State how many lines of the material below contain the string "shirt". Give only the number.

Records from a data source.
● ● ● ● ●
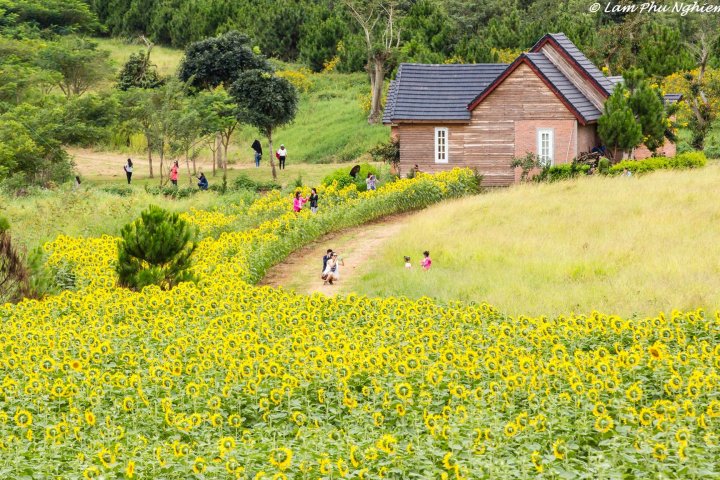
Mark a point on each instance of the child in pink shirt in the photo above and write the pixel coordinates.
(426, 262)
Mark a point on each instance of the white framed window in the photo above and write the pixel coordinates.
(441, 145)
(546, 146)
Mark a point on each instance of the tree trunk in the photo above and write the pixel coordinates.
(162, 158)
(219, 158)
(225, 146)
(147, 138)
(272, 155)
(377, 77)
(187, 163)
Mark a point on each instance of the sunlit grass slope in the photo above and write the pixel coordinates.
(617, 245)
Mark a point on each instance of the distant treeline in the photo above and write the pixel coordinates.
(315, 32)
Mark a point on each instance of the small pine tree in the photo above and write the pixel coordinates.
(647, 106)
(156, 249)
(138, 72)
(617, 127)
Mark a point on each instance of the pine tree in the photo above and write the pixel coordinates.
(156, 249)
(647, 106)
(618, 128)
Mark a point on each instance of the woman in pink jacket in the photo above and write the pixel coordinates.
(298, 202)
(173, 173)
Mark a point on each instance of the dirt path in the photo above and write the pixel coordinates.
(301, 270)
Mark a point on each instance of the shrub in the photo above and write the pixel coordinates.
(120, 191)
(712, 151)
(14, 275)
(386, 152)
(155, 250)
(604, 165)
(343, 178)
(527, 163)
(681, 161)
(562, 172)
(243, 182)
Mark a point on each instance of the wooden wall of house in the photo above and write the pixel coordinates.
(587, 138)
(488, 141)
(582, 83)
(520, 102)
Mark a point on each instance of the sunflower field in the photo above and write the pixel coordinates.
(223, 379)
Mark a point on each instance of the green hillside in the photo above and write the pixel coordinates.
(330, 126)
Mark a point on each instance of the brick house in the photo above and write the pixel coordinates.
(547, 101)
● ● ● ● ●
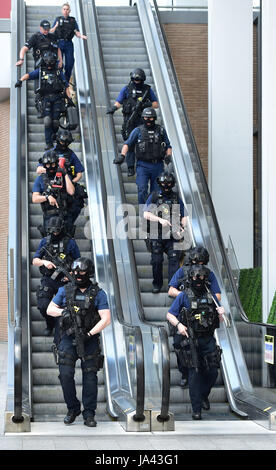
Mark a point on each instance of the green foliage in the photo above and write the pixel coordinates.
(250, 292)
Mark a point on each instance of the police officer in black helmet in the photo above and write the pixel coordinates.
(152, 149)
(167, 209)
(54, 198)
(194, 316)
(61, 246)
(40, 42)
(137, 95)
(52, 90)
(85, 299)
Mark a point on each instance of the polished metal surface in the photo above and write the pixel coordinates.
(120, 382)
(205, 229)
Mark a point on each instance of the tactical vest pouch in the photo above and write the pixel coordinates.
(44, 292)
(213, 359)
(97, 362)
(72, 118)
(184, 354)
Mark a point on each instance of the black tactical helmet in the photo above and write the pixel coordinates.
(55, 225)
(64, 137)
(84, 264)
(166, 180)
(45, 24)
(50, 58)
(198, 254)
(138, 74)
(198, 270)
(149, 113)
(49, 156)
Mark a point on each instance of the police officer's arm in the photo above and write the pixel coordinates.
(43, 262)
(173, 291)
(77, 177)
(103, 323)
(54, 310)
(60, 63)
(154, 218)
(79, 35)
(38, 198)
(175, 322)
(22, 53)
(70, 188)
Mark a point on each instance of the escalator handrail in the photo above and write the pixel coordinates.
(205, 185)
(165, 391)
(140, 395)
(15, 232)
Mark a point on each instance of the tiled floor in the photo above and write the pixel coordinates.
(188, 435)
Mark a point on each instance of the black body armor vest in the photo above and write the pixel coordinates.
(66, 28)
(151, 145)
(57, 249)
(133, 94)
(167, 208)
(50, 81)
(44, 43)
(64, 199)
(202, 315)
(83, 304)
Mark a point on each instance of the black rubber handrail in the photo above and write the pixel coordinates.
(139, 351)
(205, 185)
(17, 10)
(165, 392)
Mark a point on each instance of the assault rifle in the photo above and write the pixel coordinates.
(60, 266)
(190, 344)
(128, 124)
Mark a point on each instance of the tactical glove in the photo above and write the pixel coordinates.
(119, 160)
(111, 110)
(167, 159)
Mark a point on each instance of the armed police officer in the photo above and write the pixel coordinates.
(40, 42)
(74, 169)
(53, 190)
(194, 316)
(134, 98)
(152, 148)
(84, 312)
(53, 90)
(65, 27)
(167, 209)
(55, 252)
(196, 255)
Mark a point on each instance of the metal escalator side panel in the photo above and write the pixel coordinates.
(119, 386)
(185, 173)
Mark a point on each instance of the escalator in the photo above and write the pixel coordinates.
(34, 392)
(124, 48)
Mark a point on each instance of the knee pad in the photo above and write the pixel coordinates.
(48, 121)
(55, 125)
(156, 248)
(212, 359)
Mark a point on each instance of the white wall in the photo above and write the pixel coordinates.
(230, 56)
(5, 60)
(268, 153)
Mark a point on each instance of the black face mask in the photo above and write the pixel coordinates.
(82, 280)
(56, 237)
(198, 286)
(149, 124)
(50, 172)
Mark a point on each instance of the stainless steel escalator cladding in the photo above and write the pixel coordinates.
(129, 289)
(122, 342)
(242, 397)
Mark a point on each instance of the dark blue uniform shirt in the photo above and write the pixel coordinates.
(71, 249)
● ● ● ● ●
REPLY TO THE TASK.
2